» PROVIDED TEXT
..........
SEVENTY-FOUR years ago the front page of the then Tavistock Gazette, the forerunner of today's Times, reported on its front page — under the headline 'Terrible Triple Tragedy' — the deaths of three Tavistock men who lost their lives when buried alive in a work accident.

The three married men — Frederick Luscombe, aged 37, of Ralph's Court, Frederick William Dodd, 35, of 22 King Street, and Mr R McClure, 52, of West Bridge — died while excavating a 20ft mound at Pixon Lane.

They were removing earth to be used for construction works of a Great Western Railway siding for coal trucks — employed as casual labourers by the Tavistock Lighting, Coal and Coke Company.

The men had been taken on by the company since April 1, 1934, in an endeavour to reduce local unemployment.

Shortly after 4pm on Wednesday, August 1, and amid an afternoon of torrential rain, the three were working when without warning, the top of the mound collapsed, and tons of earth and boulders swept down burying them alive.

A fourth man, Wilfred Kerswill, who was fetching tools yards away, had what was reported a 'miraculous' escape after he was buried up to his neck.

Mr Kerswill shouted an alarm and many rushed to the scene in a bid to extricate the trapped men. Indeed the injured Kerswill, who was taken to Tavistock Hospital with concussion and badly bruised leg, had to be dissuaded in joining in the attempts to rescue his colleagues.

The men were eventually dug out but were already dead.

However, as the Gazette reported in its Friday, August 3 edition: 'The one small ray of comfort in this dark tragedy is that death must have been mercifully sudden.'

All three men had served their country in the First World War — Mr Luscombe was a former member of the Devonshire Regiment, with which he had served in India, Gallipoli Peninsula and France.

He left a widow, Doris, aged 34, and two sons, Cyril, aged six, and Kenneth, then aged just three and a half months.

Services for the deceased were held at Tavistock Parish Church and messages of sympathy were 'authorised' to be reported in the Gazette — including those from the directors of the Tavistock Lighting, Coal and Coke Company, Mr A E Ingerson, the chairman of Tavistock Urban Council and the Vicar of Tavistock, the Rev H L Bickersteth.
..........
» SUPPLIED DATA
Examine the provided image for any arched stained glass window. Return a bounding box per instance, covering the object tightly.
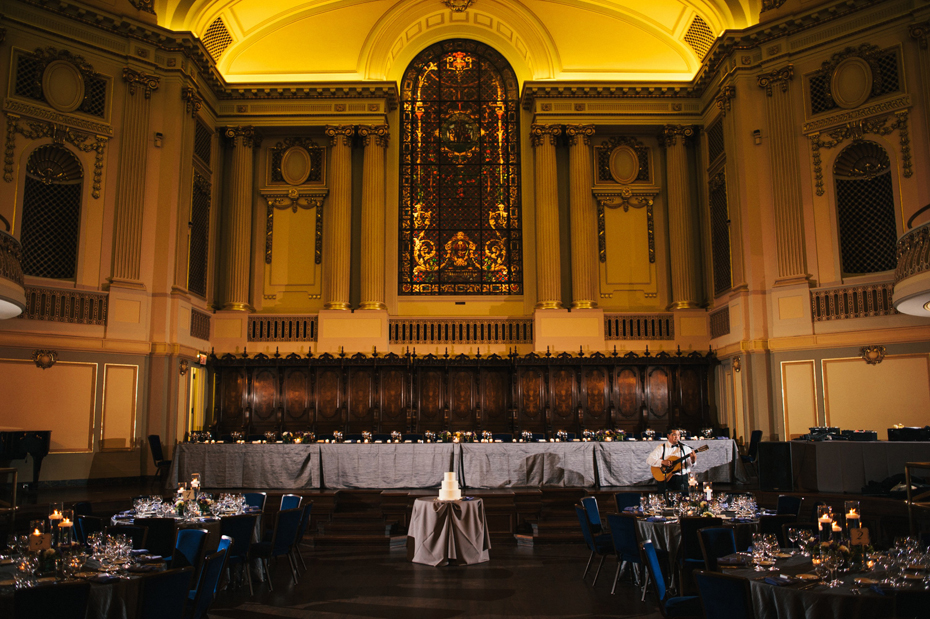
[399,40,523,295]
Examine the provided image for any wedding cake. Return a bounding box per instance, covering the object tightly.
[439,473,462,501]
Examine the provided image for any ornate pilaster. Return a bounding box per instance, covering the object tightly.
[323,125,355,310]
[659,125,701,309]
[759,65,809,284]
[109,67,160,288]
[358,125,390,310]
[223,127,262,311]
[530,125,562,309]
[565,125,598,309]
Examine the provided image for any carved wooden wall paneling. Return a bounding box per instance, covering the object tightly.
[210,353,717,438]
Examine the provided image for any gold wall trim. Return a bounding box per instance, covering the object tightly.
[97,363,139,452]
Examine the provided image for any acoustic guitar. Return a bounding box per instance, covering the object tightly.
[652,445,710,481]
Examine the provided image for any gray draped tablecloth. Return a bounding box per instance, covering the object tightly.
[791,441,930,494]
[319,443,454,489]
[168,443,321,489]
[407,497,491,566]
[457,443,595,488]
[724,556,894,619]
[593,439,749,486]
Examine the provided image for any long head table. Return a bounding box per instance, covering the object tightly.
[168,439,746,489]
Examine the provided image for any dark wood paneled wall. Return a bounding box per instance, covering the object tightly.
[208,352,717,436]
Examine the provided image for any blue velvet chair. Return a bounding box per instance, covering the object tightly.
[220,514,258,595]
[13,581,90,619]
[575,505,613,584]
[186,550,226,619]
[698,527,736,572]
[136,566,194,619]
[694,570,756,619]
[250,509,303,591]
[614,492,642,513]
[640,541,704,617]
[607,514,649,602]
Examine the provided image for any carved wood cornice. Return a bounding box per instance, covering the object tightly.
[565,125,594,146]
[530,125,562,148]
[123,67,161,99]
[757,64,794,97]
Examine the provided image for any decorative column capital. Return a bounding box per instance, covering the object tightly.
[358,125,391,148]
[326,125,355,146]
[223,126,262,148]
[123,67,161,99]
[758,64,794,97]
[714,86,736,116]
[659,125,696,147]
[907,21,930,49]
[565,125,594,146]
[181,86,203,118]
[530,125,562,148]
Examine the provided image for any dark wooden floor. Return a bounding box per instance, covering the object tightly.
[210,543,660,619]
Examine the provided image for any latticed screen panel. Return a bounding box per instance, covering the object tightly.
[194,120,213,167]
[685,15,717,60]
[707,120,724,162]
[187,171,210,297]
[836,172,897,274]
[710,172,732,296]
[399,40,523,295]
[20,176,81,279]
[807,75,838,114]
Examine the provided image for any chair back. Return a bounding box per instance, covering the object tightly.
[189,550,226,619]
[242,492,268,511]
[640,541,666,614]
[698,527,736,572]
[106,524,149,550]
[220,514,258,564]
[171,529,207,570]
[694,570,755,619]
[614,492,641,512]
[607,514,642,565]
[775,494,803,518]
[74,516,103,544]
[13,581,90,619]
[759,514,797,548]
[135,518,178,558]
[746,430,762,462]
[149,434,165,466]
[581,496,601,531]
[678,516,723,562]
[271,508,303,557]
[136,566,194,619]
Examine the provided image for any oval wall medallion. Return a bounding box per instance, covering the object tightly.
[830,57,872,109]
[281,146,313,185]
[42,60,84,112]
[610,145,639,185]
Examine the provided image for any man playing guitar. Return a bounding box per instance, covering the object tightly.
[646,430,697,493]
..........
» EXERCISES
A) From the article on the 1934 Pixon Lane accident, quote the passage starting with "All three men" and going on through "H L Bickersteth.".
B) Using the article on the Pixon Lane accident, list the men who died in the collapse, with each man's age.
C) Carry on the article about the three Tavistock men killed at Pixon Lane, beginning after its final sentence.

» EXPECTED OUTPUTS
A)
All three men had served their country in the First World War — Mr Luscombe was a former member of the Devonshire Regiment, with which he had served in India, Gallipoli Peninsula and France.

He left a widow, Doris, aged 34, and two sons, Cyril, aged six, and Kenneth, then aged just three and a half months.

Services for the deceased were held at Tavistock Parish Church and messages of sympathy were 'authorised' to be reported in the Gazette — including those from the directors of the Tavistock Lighting, Coal and Coke Company, Mr A E Ingerson, the chairman of Tavistock Urban Council and the Vicar of Tavistock, the Rev H L Bickersteth.

B)
- Frederick Luscombe, 37
- Frederick William Dodd, 35
- Mr R McClure, 52

C)
A public subscription was started and a relief fund of £29.3s was announced by the time the Gazette went to press — including £21 (20 guineas) from the Tavistock Lighting, Coal and Coke Company.

Now, 74 years on and Kenny Luscombe, who lives in Edmund Park, Tavistock, and obviously was just a baby at the time of the accident, still keeps a copy of the Tavistock Gazette that recorded the tragic events and serves as a link to his lost father.

He said: 'When my father died things were tough for my mum bringing up two boys — at the time mum worked in Tavistock as a cleaner and I remember she had to take me with her to work.

'She had rent to pay and all the other bills and it was a bit of a struggle — but she did a good job bringing us up.'

Kenny himself went into the forces, doing his National Service in the Royal Army Service Corps. Later in life he went to Brighton and worked for American Express before returning to Tavistock for his retirement years.

His partner, Enid Gill, who was well known in West Devon as a writer and poet, died last year.

In fact the original article in the Gazette was handed to Enid but was left unread in a wicker basket by Kenny for 16 years.

By coincidence Kenny was talking to a friend of his recently, fellow Tavistock Royal British Legion member Johnnie Johnson, who said that his Bettaware agent in Plymouth was a chap called Dodds who happened to be the son of Frederick William Dodd.

'It's a small world and I shall definitely be trying to meet up with Mr Dodds and show him the report in the Tavistock Gazette,' said Kenny.